_TEKS PILIHAN_:
Namun, pada masa pemerintahan Gubernur Anies Baswedan yang menutup jalan Jati Baru di Tanah Abang untuk PKL berjualan menjadikan kawasan tersebut menjadi kembali kumuh dan semraut.

Tetapi kajian dari anggota DPRD DKI Jakarta Terpilih Periode 2019 – 2024 dari PSI, William Aditya Sarana, menemukan hal yang menarik dari kewenangan menutup jalanan untuk tempat berdagang yang merujuk dari Perda Nomor 8 Tahun 2007 tentang Ketertiban Umum 25 ayat (1) yang berbunyi: “Gubernur menunjuk/menetapkan bagian-bagian jalan/trotoar dan tempat-tempat kepentingan umum lainnya sebagai tempat usaha pedagang kaki lima.”

Menurut Wiliam hal itu berarti, setiap jalan dan trotoar di DKI Jakarta bisa ditutup buat tempat jualan sama Gubernur DKI Jakarta.

“Bayangkan saja, saat ini orang berjualan secara tidak tertib di jalanan yang dilarang, apalagi ada kewenangan ini, bisa tambah kacau dan hancur jalanan dan trotar di DKI Jakarta,” kata William, di Jakarta, Kamis (13/08/2019).

Akan tetapi pertanyaan lagi apakah jalanan sebenarnya bisa ditutup untuk kepentingan PKL berdagang ?

Sebenarnya ada isi peraturan Perda Undang-Undang Nomor 22 Tahun 2009 tentang Lalu Lintas dan Angkutan Jalan yang kontradiktif dengan Perda Nomor 8 Tahun 2007 127 Ayat (1) yang menjelasjan bahwa jalan bisa ditutup karena alasan: 1. Kegiataan keagamaan; 2. Kegiataan kenegaraan; 3. Kegiatan olahraga; 4. Kegiatan budaya,” jelasnya.

“Tapi ga bisa buat kegiatan berdagang! Inilah yang menjadi dasar saya melawan Gubernur DKI Jakarta dengan membenturkan Undang-Undang Nomor 22 Tahun 2009 tentang Lalu Lintas dan Angkutan Jalan dengan Perda Nomor 8 Tahun 2007 tentang Ketertiban Umum,” urainya melanjutkan.

William merangkan lagi kalau Perda tidak boleh mengatur hal yang di luar dari peraturan yang lebih tinggi yakni Undang-Undang, dan ketika Perda mengatur lebih dari Undang-Undang dengan kata lain Perda tersebut bertentangan dan harus cabut!

“Gugatan saya akhirnya dikabulkan dengan amar putusan sebagai berikut: 1. Mengabulkan permohonan keberatan hak uji materil dari Para Pemohon: 1. William Aditya Sarana, 2. Zico Leonard Djagardo tersebut sebagian,” ungkap Wiliam.

_CUPLIKAN DATA_:

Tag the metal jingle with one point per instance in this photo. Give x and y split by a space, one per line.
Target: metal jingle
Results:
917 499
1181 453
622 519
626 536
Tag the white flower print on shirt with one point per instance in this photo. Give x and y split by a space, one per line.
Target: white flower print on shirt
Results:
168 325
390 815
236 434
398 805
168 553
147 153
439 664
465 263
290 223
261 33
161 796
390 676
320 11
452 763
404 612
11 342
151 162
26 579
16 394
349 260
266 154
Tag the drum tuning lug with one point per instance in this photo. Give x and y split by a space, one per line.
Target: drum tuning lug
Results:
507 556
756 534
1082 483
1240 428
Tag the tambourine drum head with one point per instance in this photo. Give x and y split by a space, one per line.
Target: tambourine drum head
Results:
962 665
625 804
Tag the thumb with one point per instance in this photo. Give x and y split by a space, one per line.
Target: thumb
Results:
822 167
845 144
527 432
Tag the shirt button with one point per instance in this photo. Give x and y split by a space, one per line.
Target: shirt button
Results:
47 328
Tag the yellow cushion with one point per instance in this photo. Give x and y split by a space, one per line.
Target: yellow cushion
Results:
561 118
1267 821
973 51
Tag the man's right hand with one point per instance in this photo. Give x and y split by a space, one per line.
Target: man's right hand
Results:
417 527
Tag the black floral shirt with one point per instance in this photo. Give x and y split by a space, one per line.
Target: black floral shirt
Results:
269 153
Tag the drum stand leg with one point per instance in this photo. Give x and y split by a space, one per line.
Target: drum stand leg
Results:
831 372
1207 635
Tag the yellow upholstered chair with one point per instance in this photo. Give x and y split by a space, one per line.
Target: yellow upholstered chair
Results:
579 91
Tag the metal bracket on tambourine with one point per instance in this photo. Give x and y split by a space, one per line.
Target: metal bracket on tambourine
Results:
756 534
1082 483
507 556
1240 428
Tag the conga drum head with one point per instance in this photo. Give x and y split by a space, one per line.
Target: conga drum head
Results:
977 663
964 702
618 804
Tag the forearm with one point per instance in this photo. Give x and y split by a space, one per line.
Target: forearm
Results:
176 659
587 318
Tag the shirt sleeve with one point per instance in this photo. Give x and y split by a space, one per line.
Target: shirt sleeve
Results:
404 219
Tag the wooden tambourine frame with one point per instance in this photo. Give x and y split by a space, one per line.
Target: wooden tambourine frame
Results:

_RANGKAIAN TUGAS_:
1. Jawablah pertanyaan berikut berdasarkan teks tentang penutupan jalan untuk PKL di Jakarta.
(a) Jalan apa di Tanah Abang yang ditutup untuk PKL berjualan pada masa pemerintahan Gubernur Anies Baswedan?
(b) Perda Nomor 8 Tahun 2007 mengatur tentang apa?
(c) Siapa saja Para Pemohon yang disebut dalam amar putusan?
2. Tuliskan kembali secara persis bagian teks tentang penutupan jalan untuk PKL di Jakarta, mulai dari "Sebenarnya ada isi" hingga "dan harus cabut!".

_HASIL_:
1.
(a) Jalan Jati Baru.
(b) Ketertiban Umum.
(c) William Aditya Sarana dan Zico Leonard Djagardo.

2.
Sebenarnya ada isi peraturan Perda Undang-Undang Nomor 22 Tahun 2009 tentang Lalu Lintas dan Angkutan Jalan yang kontradiktif dengan Perda Nomor 8 Tahun 2007 127 Ayat (1) yang menjelasjan bahwa jalan bisa ditutup karena alasan: 1. Kegiataan keagamaan; 2. Kegiataan kenegaraan; 3. Kegiatan olahraga; 4. Kegiatan budaya,” jelasnya.

“Tapi ga bisa buat kegiatan berdagang! Inilah yang menjadi dasar saya melawan Gubernur DKI Jakarta dengan membenturkan Undang-Undang Nomor 22 Tahun 2009 tentang Lalu Lintas dan Angkutan Jalan dengan Perda Nomor 8 Tahun 2007 tentang Ketertiban Umum,” urainya melanjutkan.

William merangkan lagi kalau Perda tidak boleh mengatur hal yang di luar dari peraturan yang lebih tinggi yakni Undang-Undang, dan ketika Perda mengatur lebih dari Undang-Undang dengan kata lain Perda tersebut bertentangan dan harus cabut!